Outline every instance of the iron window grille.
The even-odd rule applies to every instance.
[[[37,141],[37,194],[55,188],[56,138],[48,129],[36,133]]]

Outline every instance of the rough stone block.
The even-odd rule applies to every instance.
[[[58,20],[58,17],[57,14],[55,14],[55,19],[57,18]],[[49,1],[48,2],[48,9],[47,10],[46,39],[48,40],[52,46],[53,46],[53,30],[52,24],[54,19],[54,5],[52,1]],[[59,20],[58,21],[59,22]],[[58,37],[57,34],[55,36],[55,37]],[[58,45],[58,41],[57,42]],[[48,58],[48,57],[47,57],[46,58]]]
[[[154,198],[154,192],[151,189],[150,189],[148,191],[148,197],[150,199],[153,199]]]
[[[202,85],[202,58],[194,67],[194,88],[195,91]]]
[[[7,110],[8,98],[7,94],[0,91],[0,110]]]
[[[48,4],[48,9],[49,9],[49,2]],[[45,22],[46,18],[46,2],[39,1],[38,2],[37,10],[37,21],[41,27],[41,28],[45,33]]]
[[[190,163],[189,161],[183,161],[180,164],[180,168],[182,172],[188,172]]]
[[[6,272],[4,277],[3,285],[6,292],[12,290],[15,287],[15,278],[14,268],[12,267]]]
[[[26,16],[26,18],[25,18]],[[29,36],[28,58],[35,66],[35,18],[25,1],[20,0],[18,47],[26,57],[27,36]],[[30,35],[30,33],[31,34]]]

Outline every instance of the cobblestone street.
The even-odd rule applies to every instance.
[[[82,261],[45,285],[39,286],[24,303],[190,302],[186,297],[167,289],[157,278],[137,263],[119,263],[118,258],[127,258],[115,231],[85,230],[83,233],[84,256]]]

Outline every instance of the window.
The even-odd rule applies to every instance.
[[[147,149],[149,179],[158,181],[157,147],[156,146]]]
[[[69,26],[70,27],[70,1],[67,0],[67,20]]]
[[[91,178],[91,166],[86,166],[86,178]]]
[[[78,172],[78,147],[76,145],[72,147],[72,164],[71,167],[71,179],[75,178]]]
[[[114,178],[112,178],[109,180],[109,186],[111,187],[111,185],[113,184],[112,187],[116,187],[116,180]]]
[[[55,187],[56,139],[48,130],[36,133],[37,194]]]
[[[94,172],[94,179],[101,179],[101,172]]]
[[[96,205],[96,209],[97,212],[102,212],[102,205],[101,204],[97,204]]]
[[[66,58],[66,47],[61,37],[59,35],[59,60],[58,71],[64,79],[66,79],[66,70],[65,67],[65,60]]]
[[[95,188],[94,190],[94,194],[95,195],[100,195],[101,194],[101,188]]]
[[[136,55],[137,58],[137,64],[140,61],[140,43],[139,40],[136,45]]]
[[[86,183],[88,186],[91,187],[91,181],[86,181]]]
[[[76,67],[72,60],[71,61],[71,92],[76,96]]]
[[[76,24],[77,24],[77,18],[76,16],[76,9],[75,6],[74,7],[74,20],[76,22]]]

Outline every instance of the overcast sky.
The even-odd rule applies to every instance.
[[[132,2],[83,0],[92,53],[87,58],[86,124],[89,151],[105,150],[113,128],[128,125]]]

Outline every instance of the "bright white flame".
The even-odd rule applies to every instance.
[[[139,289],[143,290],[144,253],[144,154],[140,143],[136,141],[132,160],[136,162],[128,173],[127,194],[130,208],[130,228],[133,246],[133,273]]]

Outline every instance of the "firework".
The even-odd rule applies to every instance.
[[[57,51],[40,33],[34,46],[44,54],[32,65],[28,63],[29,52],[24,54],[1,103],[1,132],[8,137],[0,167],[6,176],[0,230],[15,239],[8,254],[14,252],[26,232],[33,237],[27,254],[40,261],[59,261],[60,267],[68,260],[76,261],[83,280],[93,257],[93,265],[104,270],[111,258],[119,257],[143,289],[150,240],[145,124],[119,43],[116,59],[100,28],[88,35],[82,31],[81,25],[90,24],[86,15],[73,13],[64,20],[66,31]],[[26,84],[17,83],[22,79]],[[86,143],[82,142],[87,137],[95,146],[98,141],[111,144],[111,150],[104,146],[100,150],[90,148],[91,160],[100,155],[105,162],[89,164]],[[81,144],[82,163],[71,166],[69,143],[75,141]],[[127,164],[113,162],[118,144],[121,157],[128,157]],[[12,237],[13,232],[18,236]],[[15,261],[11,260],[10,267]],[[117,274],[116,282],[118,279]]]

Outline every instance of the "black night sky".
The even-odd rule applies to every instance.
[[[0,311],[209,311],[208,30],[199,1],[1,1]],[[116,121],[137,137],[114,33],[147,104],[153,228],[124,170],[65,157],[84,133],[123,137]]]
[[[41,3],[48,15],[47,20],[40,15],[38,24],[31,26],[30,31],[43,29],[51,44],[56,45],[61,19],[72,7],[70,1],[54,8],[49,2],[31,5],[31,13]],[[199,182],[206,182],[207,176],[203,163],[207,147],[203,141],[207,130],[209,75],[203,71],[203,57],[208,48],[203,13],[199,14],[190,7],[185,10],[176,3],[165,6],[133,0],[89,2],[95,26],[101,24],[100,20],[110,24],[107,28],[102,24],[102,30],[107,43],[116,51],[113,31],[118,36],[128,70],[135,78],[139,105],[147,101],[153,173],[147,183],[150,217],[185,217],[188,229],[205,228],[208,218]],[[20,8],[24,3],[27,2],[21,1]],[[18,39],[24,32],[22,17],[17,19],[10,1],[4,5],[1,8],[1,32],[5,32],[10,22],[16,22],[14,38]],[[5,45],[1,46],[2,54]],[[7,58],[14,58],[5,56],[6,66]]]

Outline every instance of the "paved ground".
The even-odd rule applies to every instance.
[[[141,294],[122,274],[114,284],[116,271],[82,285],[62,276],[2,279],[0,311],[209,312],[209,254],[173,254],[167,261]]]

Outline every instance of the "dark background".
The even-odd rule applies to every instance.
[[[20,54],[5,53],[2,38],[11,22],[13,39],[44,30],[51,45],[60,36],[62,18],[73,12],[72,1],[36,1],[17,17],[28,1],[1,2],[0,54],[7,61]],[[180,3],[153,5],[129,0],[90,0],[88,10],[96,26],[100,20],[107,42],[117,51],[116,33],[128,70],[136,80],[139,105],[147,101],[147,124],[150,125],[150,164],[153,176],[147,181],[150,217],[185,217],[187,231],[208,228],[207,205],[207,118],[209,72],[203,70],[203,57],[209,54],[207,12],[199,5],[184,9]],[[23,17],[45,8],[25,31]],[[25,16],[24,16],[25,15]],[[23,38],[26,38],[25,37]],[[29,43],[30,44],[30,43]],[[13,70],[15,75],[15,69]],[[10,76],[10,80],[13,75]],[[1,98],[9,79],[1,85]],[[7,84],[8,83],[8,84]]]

============================================================

Directions
Rewrite all of the lines above as a numbered list, leaving out the blank lines.

The result
1. Outline every instance of the iron window grille.
2. The even-odd rule applies to every instance.
3. [[[37,141],[37,194],[55,188],[56,138],[48,129],[36,133]]]
4. Outline every instance of the rough stone block.
5. The even-odd rule applies to every instance.
6. [[[58,20],[58,17],[57,14],[55,14],[55,19],[57,18]],[[49,1],[48,2],[48,9],[47,10],[46,39],[48,40],[52,46],[53,46],[53,30],[52,24],[54,19],[54,5],[52,1]],[[59,20],[58,21],[59,22]],[[58,37],[57,34],[55,36],[55,37]],[[58,45],[58,41],[57,42]],[[48,58],[48,57],[47,57],[46,58]]]
7. [[[154,198],[154,192],[151,189],[150,189],[148,191],[148,197],[150,199],[153,199]]]
8. [[[202,85],[202,58],[194,67],[194,88],[195,91]]]
9. [[[7,110],[8,98],[7,94],[0,91],[0,110]]]
10. [[[48,4],[48,9],[49,9],[49,2]],[[45,22],[46,18],[46,2],[39,1],[38,2],[37,10],[37,21],[41,27],[41,28],[45,33]]]
11. [[[190,163],[189,161],[183,161],[180,164],[180,168],[182,172],[188,172]]]
12. [[[6,272],[4,277],[3,285],[6,292],[12,290],[15,287],[15,278],[14,268],[12,267]]]
13. [[[26,16],[26,18],[25,18]],[[29,36],[28,58],[35,66],[35,18],[25,1],[20,0],[18,47],[26,57],[27,36]],[[30,35],[30,33],[31,34]]]
14. Outline every instance of the cobblestone street.
15. The even-odd rule applies to every instance.
16. [[[82,261],[45,285],[39,286],[24,303],[190,302],[186,297],[167,289],[157,278],[137,263],[119,263],[118,258],[127,258],[115,231],[85,230],[83,233],[84,256]]]
17. Outline every instance of the window.
18. The even-odd rule applies to every instance.
19. [[[147,149],[149,179],[158,181],[157,147],[156,146]]]
20. [[[69,26],[70,27],[70,1],[67,0],[67,20]]]
21. [[[91,178],[91,166],[86,166],[86,178]]]
22. [[[78,172],[78,147],[76,145],[72,147],[72,164],[71,167],[71,179],[75,178]]]
23. [[[114,178],[112,178],[109,180],[109,186],[111,187],[111,185],[113,184],[112,187],[116,187],[116,180]]]
24. [[[55,187],[56,139],[48,130],[36,133],[37,194]]]
25. [[[94,172],[94,179],[101,179],[101,172]]]
26. [[[96,205],[96,209],[97,212],[102,212],[102,205],[101,204],[97,204]]]
27. [[[66,58],[66,47],[61,37],[59,35],[59,60],[58,71],[64,79],[66,79],[66,70],[65,67],[65,60]]]
28. [[[95,188],[94,190],[94,194],[95,195],[100,195],[101,194],[101,188]]]
29. [[[136,55],[137,58],[137,64],[140,61],[140,43],[139,40],[136,45]]]
30. [[[86,183],[88,186],[91,187],[91,181],[86,181]]]
31. [[[76,67],[72,60],[71,61],[71,92],[76,96]]]
32. [[[76,24],[77,24],[77,18],[76,16],[76,9],[75,6],[74,7],[74,20],[76,22]]]
33. Outline every instance of the overcast sky.
34. The even-odd rule applies to every instance.
35. [[[132,2],[83,0],[92,53],[87,58],[86,124],[89,151],[105,150],[113,128],[128,125]]]
36. Outline every instance of the "bright white flame".
37. The even-odd rule applies to every instance.
38. [[[139,289],[143,290],[144,253],[144,154],[140,143],[136,141],[132,160],[136,162],[128,173],[127,194],[130,208],[130,228],[133,246],[133,273]]]
39. Outline every instance of the "firework".
40. The even-odd rule applies to every instance.
41. [[[57,51],[40,33],[34,46],[44,54],[32,65],[28,63],[29,52],[24,54],[1,103],[1,132],[8,137],[0,167],[6,176],[0,230],[15,239],[8,254],[14,252],[26,232],[33,237],[27,254],[40,261],[59,261],[60,267],[68,260],[76,261],[83,280],[93,257],[93,265],[104,270],[111,258],[119,257],[143,289],[150,240],[145,124],[119,43],[116,59],[100,28],[88,35],[82,31],[81,25],[90,24],[86,15],[73,13],[64,20],[66,31]],[[26,84],[17,83],[22,79]],[[86,143],[82,142],[87,137],[95,146],[98,141],[111,144],[111,150],[104,146],[100,150],[90,148],[91,160],[100,155],[105,162],[89,164]],[[81,144],[82,163],[71,166],[69,143],[75,141]],[[127,164],[113,162],[118,144],[121,157],[128,157]],[[12,237],[13,232],[18,236]],[[15,261],[11,260],[10,267]],[[117,274],[116,282],[118,279]]]
42. Outline every instance of the "black night sky".
43. The even-odd rule applies to every instance.
44. [[[0,311],[209,311],[208,30],[199,1],[1,1]],[[116,121],[137,137],[114,33],[147,104],[153,228],[124,170],[65,157],[84,133],[123,137]]]
45. [[[41,3],[48,15],[47,20],[40,15],[38,24],[31,26],[30,31],[43,29],[51,44],[56,45],[61,19],[72,7],[70,1],[54,8],[49,2],[31,5],[31,13]],[[199,182],[206,182],[207,176],[203,163],[207,147],[203,141],[207,130],[209,75],[203,71],[203,57],[208,48],[203,13],[199,14],[190,7],[185,10],[176,3],[165,6],[133,0],[89,2],[95,26],[101,24],[100,20],[110,24],[107,28],[102,24],[102,30],[107,43],[116,51],[113,31],[118,36],[128,70],[135,78],[139,105],[147,101],[153,173],[147,183],[150,217],[185,217],[188,229],[205,228],[208,218]],[[20,8],[24,3],[27,2],[21,1]],[[18,39],[24,32],[22,17],[17,19],[10,1],[4,5],[1,8],[1,32],[5,32],[10,22],[16,22],[14,38]],[[5,45],[1,46],[2,54]],[[7,58],[14,58],[5,56],[6,66]]]
46. Outline every instance of the "paved ground".
47. The even-odd rule applies to every instance.
48. [[[141,294],[122,274],[114,284],[116,271],[82,285],[62,276],[2,279],[0,311],[209,312],[209,254],[173,254],[167,261]]]
49. Outline every instance of the "dark background".
50. The even-odd rule applies to every instance.
51. [[[20,54],[5,53],[2,38],[11,22],[13,39],[44,30],[51,45],[60,36],[62,18],[73,12],[72,1],[36,1],[17,17],[28,1],[1,2],[0,54],[7,61]],[[180,3],[153,5],[129,0],[90,0],[88,10],[96,26],[100,20],[107,42],[117,51],[116,33],[128,70],[136,80],[139,105],[147,101],[147,124],[150,125],[150,164],[153,176],[147,181],[150,217],[185,217],[187,231],[208,228],[207,205],[207,118],[209,72],[203,70],[203,57],[209,54],[207,12],[199,5],[184,9]],[[23,17],[45,8],[25,31]],[[25,16],[24,16],[25,15]],[[23,38],[26,38],[25,37]],[[29,43],[30,44],[30,43]],[[13,70],[15,75],[15,69]],[[10,76],[10,80],[13,75]],[[1,98],[9,79],[1,85]],[[7,84],[8,83],[8,84]]]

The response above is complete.